▶ _Stated goal_
Extract each line of the items below that contains the string "yellow". Letter case is significant.

▶ _Extracted information_

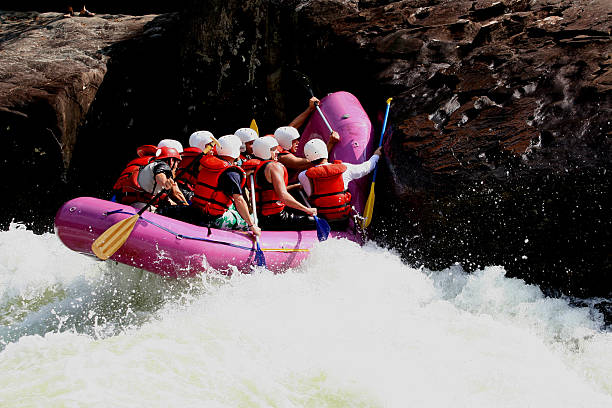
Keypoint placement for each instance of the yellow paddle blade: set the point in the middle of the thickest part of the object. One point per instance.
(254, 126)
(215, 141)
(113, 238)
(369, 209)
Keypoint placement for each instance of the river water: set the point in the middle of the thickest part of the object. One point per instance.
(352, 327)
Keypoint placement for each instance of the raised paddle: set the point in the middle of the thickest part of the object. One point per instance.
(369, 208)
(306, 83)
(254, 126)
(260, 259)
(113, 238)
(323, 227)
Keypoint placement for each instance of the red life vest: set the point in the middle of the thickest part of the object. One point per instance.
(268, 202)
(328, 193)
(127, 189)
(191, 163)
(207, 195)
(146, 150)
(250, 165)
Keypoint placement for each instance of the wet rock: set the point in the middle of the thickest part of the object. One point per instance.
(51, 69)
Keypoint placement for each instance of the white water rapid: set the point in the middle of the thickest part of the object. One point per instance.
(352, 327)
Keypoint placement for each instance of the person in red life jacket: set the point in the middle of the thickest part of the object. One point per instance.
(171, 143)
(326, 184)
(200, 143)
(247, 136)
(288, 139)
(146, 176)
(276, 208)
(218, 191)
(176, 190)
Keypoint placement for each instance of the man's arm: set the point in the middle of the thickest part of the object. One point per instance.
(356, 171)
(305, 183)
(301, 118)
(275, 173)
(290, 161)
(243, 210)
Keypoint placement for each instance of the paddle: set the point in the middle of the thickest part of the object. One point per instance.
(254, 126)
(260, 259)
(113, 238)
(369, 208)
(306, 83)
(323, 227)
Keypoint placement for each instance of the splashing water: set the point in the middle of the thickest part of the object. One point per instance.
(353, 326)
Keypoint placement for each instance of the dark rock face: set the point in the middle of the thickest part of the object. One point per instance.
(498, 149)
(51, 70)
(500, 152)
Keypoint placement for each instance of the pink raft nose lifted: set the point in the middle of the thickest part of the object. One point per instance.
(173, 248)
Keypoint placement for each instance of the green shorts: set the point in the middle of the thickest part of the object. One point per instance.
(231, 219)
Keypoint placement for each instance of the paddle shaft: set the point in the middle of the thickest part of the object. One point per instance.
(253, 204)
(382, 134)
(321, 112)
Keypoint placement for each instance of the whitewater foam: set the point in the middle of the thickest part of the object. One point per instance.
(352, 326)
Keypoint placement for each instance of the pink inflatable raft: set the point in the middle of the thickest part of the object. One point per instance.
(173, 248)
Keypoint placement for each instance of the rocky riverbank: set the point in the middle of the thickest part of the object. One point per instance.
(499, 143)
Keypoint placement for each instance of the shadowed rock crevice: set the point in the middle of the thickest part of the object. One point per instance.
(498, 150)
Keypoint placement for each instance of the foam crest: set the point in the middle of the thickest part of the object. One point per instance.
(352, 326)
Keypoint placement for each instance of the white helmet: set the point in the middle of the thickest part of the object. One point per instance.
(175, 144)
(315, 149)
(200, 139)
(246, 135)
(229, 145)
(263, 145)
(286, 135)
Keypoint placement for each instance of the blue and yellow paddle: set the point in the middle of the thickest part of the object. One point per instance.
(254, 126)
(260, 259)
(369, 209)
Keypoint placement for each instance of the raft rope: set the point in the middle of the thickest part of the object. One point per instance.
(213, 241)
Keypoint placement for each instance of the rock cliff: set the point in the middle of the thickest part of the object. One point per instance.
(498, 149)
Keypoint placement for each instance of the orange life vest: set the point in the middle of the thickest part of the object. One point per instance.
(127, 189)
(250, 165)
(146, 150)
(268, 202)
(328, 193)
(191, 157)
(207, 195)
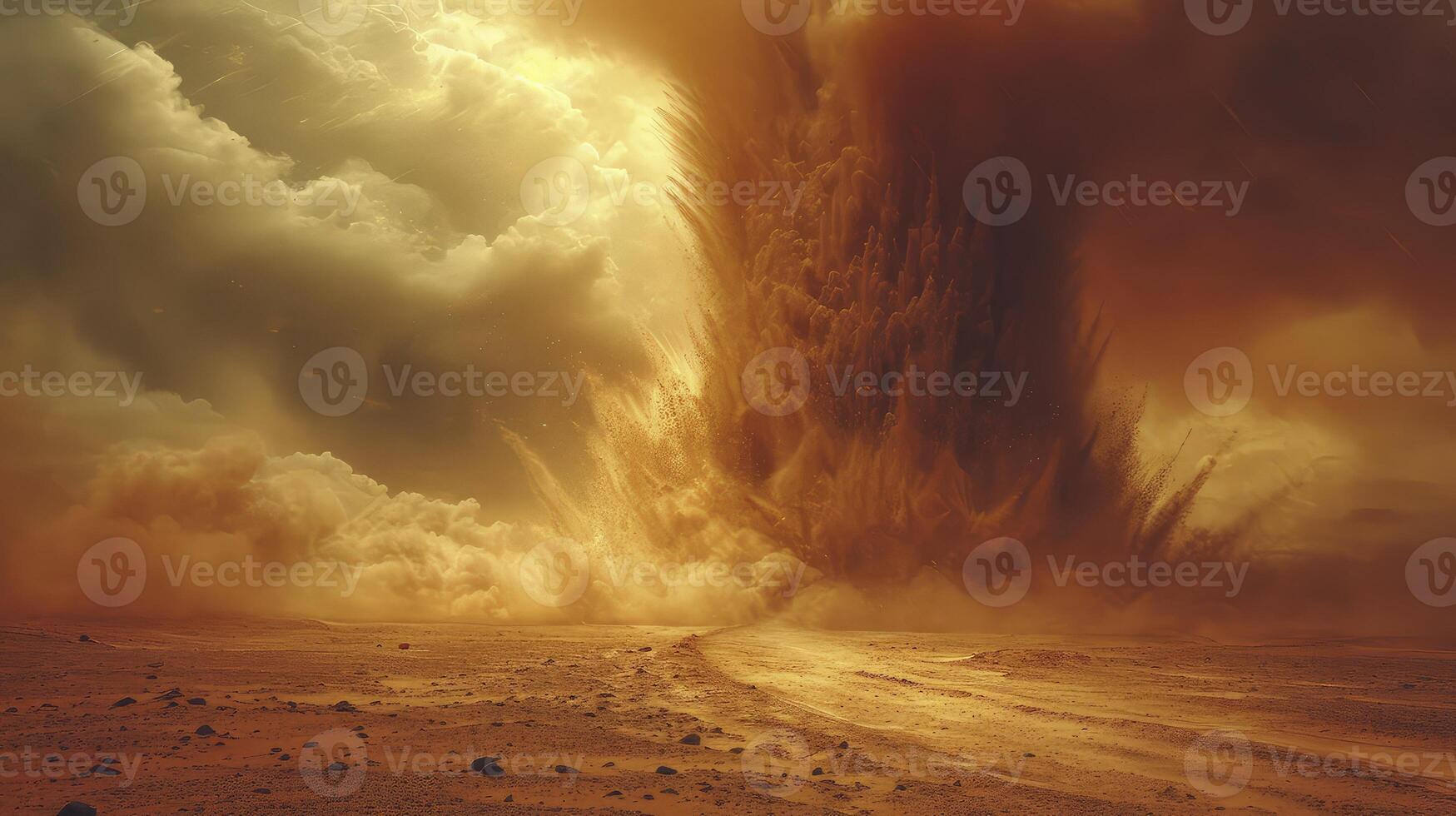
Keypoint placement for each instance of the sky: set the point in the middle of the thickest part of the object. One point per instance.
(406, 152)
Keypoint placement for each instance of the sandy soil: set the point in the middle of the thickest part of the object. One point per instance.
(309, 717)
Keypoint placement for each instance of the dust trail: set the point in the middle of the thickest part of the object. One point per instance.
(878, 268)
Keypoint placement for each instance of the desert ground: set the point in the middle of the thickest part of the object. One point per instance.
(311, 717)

--

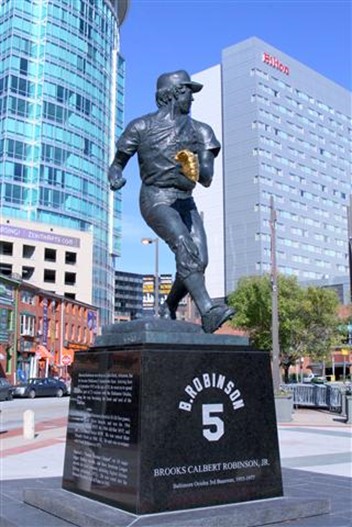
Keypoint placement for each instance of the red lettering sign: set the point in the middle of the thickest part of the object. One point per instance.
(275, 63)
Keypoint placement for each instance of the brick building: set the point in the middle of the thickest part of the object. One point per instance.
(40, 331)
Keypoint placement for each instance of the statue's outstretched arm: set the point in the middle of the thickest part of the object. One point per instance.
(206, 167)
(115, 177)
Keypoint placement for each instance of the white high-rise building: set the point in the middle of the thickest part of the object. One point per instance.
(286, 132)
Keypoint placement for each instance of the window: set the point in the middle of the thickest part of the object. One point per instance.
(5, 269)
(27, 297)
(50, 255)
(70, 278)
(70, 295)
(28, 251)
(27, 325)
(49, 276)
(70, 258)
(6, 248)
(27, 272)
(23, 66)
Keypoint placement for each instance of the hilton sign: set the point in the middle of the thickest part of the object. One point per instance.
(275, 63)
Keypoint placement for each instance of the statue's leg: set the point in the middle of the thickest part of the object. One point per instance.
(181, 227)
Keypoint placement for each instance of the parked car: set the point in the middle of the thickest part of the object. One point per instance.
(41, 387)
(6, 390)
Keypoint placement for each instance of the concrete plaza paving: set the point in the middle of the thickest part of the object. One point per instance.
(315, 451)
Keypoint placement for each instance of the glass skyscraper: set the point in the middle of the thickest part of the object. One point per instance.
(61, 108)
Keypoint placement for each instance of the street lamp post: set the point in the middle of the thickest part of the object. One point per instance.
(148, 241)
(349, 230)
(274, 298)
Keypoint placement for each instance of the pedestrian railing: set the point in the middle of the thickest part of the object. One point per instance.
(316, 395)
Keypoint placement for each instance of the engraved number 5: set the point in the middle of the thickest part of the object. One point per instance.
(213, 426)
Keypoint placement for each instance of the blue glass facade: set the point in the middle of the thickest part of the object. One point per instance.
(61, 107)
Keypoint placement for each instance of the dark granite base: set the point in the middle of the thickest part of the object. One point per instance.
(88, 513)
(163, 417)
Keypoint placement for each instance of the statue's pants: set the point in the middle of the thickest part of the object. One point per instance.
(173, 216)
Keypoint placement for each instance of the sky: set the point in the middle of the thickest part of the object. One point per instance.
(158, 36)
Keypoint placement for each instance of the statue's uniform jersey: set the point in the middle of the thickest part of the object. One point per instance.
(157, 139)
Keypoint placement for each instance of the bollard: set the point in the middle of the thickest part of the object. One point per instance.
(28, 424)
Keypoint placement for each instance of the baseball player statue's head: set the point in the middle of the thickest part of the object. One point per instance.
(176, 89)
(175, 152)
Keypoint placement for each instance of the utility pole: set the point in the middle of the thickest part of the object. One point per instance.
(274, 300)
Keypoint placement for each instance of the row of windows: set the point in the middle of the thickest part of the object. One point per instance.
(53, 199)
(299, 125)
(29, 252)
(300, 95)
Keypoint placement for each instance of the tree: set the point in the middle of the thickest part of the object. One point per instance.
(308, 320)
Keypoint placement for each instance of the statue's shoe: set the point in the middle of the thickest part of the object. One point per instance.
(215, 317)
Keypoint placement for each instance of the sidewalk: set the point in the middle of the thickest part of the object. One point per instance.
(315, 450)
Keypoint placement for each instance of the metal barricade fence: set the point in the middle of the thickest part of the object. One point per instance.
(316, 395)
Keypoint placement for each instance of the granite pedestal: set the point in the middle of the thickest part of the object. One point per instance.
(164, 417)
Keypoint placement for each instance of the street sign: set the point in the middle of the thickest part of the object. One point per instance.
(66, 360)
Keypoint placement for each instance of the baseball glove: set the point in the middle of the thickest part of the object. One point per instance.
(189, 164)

▶ _Reply to the task_
Keypoint placement for each instance of the yellow paddle blade: set the point in the middle of the thickest part of the object. One point per instance.
Keypoint placement for each instance of the blue and yellow paddle: set the point in the middle of the thickest part of the object. One point per instance.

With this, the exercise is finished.